### [Directive]
Render every one of the rows below as a numbered list, omitting any blank lines and leaving the pictures out of the answer.

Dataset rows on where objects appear
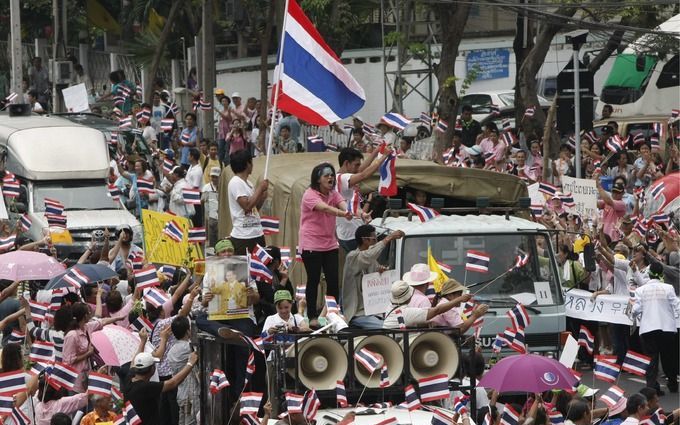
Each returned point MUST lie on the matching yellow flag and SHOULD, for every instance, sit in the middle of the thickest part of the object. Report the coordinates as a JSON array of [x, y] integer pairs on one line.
[[434, 267], [100, 17]]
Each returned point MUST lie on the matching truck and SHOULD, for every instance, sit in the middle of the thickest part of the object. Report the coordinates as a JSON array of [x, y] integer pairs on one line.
[[480, 210], [55, 158]]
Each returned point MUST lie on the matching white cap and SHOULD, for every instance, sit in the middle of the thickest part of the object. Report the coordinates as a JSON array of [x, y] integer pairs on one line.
[[143, 361]]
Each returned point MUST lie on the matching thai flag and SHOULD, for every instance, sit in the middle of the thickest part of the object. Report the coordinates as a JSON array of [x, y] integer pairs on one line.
[[388, 176], [19, 417], [167, 124], [657, 190], [612, 396], [395, 120], [340, 394], [259, 271], [424, 213], [636, 363], [146, 277], [7, 243], [131, 417], [547, 188], [125, 122], [384, 376], [519, 316], [98, 383], [38, 310], [17, 337], [615, 144], [315, 139], [54, 220], [510, 416], [63, 376], [54, 207], [555, 417], [412, 401], [11, 189], [142, 323], [218, 381], [262, 254], [586, 339], [354, 204], [606, 371], [270, 225], [368, 359], [196, 235], [294, 402], [310, 405], [191, 196], [155, 296], [434, 388], [477, 261], [314, 85], [331, 304], [41, 351], [173, 231]]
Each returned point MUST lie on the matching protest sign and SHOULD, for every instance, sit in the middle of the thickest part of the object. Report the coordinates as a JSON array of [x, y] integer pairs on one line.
[[375, 289], [161, 249], [584, 192]]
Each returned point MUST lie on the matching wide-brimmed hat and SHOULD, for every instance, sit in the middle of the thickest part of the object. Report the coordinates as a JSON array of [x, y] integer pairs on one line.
[[401, 292], [420, 274], [450, 286]]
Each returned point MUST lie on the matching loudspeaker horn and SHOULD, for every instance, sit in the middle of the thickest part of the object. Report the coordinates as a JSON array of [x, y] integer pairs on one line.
[[321, 363], [391, 353], [432, 353]]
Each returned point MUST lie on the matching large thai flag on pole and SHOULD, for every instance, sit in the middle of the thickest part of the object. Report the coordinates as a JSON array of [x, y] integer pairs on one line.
[[313, 83]]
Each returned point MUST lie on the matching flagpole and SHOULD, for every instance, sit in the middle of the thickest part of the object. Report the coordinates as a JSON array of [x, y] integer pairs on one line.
[[277, 86]]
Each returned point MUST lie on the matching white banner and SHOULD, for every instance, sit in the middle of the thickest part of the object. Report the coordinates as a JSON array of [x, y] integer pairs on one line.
[[376, 291], [584, 192], [605, 308]]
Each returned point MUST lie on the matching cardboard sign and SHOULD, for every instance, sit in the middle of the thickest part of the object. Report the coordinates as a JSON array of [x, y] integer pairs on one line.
[[160, 249], [375, 288], [584, 192]]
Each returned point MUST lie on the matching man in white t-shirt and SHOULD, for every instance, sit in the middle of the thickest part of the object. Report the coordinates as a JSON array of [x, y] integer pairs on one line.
[[353, 171], [209, 199], [244, 201]]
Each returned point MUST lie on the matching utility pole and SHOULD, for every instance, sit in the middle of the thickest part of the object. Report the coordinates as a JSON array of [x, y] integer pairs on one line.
[[208, 66], [15, 33]]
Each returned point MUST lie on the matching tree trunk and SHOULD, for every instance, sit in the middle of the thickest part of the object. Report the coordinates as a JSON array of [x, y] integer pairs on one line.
[[452, 19], [158, 55]]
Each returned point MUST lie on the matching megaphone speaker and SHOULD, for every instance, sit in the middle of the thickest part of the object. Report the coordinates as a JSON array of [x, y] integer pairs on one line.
[[391, 353], [432, 353], [321, 363]]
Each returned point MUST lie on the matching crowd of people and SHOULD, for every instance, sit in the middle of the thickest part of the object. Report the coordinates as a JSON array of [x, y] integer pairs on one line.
[[160, 380]]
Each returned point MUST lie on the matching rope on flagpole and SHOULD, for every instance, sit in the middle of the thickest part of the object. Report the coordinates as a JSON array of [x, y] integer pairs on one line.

### [Complete output]
1. Each returned point MUST lie on the matching yellow flag and SHOULD, for every instance, sit in the middle of the thickest part of the object. Report the coordinates as a JSON array of [x, y] integer pairs on one line.
2. [[434, 267], [100, 17]]
3. Each returned point MUST lie on the matching truck and SHOULD, for every instance, sit in the middle of the thickest part of the object. Report the coordinates as a JSON array of [x, y] integer pairs on one line.
4. [[480, 210], [55, 158]]
5. Each returned point MUST lie on the matching white cap and SHOULD, for every instance, sit in the middle of the thickest part of the object. Report the coordinates as a JSON array of [x, y] integer pairs on one line.
6. [[143, 361]]
7. Each returned point MUST lie on the matching thai flag and SHOULD, for every instance, sit in the middle of the thickest part of the object. Report the coordinates as a JSON array of [x, y] integer pairs on one line.
8. [[388, 176], [19, 417], [167, 124], [657, 190], [612, 396], [395, 120], [340, 394], [259, 271], [424, 213], [636, 363], [146, 277], [7, 243], [131, 417], [547, 188], [125, 122], [384, 376], [519, 316], [98, 383], [38, 310], [17, 337], [615, 144], [315, 139], [54, 220], [510, 416], [63, 376], [54, 207], [555, 417], [412, 401], [11, 189], [142, 323], [218, 381], [262, 254], [586, 339], [354, 204], [606, 371], [270, 225], [368, 359], [196, 235], [294, 402], [310, 405], [191, 196], [155, 296], [434, 388], [477, 261], [314, 85], [331, 304], [41, 351], [173, 231]]
9. Each returned point MUST lie on the matching protest sign and SHOULD, for every instance, sit in the middle of the thickest part of the object. Report the coordinates as a JSON array of [x, y] integer pairs on one line.
10. [[375, 289], [161, 249], [584, 192]]
11. Each returned point MUST lie on the matching wide-brimmed hat and SHOULD, for every instance, sit in the middle of the thickest part of the object. Report the coordinates as a JSON array of [x, y] integer pairs on one line.
12. [[401, 292], [420, 274], [450, 286]]
13. Each returned point MUST lie on the matching loudspeaker horn and SHOULD, for every instance, sit in the middle of the thickest part of the object. Report the coordinates as a JSON array of [x, y] integer pairs on one line.
14. [[321, 363], [391, 353], [432, 353]]
15. Each returned point MUST lie on the matching large thai flag on pole and SHOULD, for every instance, sit in the middle of the thickest part of the object. Report the coordinates as a JSON array of [x, y] integer pairs on one line.
16. [[313, 83]]
17. Each returned point MUST lie on the matching flagpole and SHOULD, for every instance, sit in the middle of the thickest part of the object. Report the coordinates as a JSON array of [x, y] integer pairs on one line.
18. [[277, 86]]
19. Each returned point MUST lie on the matching white banner and SHOULD, for every instance, sit in the middle of the thickest part of the object. Report the coordinates as a JSON array of [x, y] integer pairs on one line.
20. [[376, 291], [584, 192], [605, 308]]
21. Each returned point MUST lie on the matching cardboard sign and SHOULD, for every instance, sit in the middle of the thickest part of the object. Report the coordinates as a JSON array of [x, y] integer pairs on one line.
22. [[160, 249], [375, 288], [584, 192]]
23. Each returned point MUST lie on the matching man in white t-shirt and SHOULD, for every instance, sit in the middle of the thickest part of the object. Report the coordinates as a JSON array of [x, y] integer pairs on one line.
24. [[353, 171], [209, 199], [244, 201]]
25. Each returned point MUST lie on the matching utility pole and SHOULD, for every instance, sit in the middle of the thickest part of the object. Report the coordinates as a JSON array of [x, y] integer pairs on one line.
26. [[208, 66], [15, 33]]
27. Each returned point MUST lie on the matching tree trunk and SHOULD, for every instance, sit in the middle of the thickest part of the object. Report the coordinates as a JSON array of [x, y] integer pairs on one line.
28. [[452, 19], [158, 55]]
29. Each returned point MUST lie on the matching megaphone speaker and SHOULD, for every instance, sit in the middle of the thickest part of the object. Report the coordinates as a JSON array of [x, y] integer pairs on one line.
30. [[391, 353], [432, 353], [321, 363]]
31. Each returned point MUST lie on the matching crowd of people and SHOULD, for every instance, sit in the middle of the thickest part of the object. Report the coordinates as a JSON array of [x, y] integer pairs on one line.
32. [[160, 380]]
33. Each returned point MUST lie on the matching rope on flagpole and SHOULD, for every instance, sit in the middle of the thickest part of the object. Report the coordinates as a JSON array of [x, y] integer pairs on one line.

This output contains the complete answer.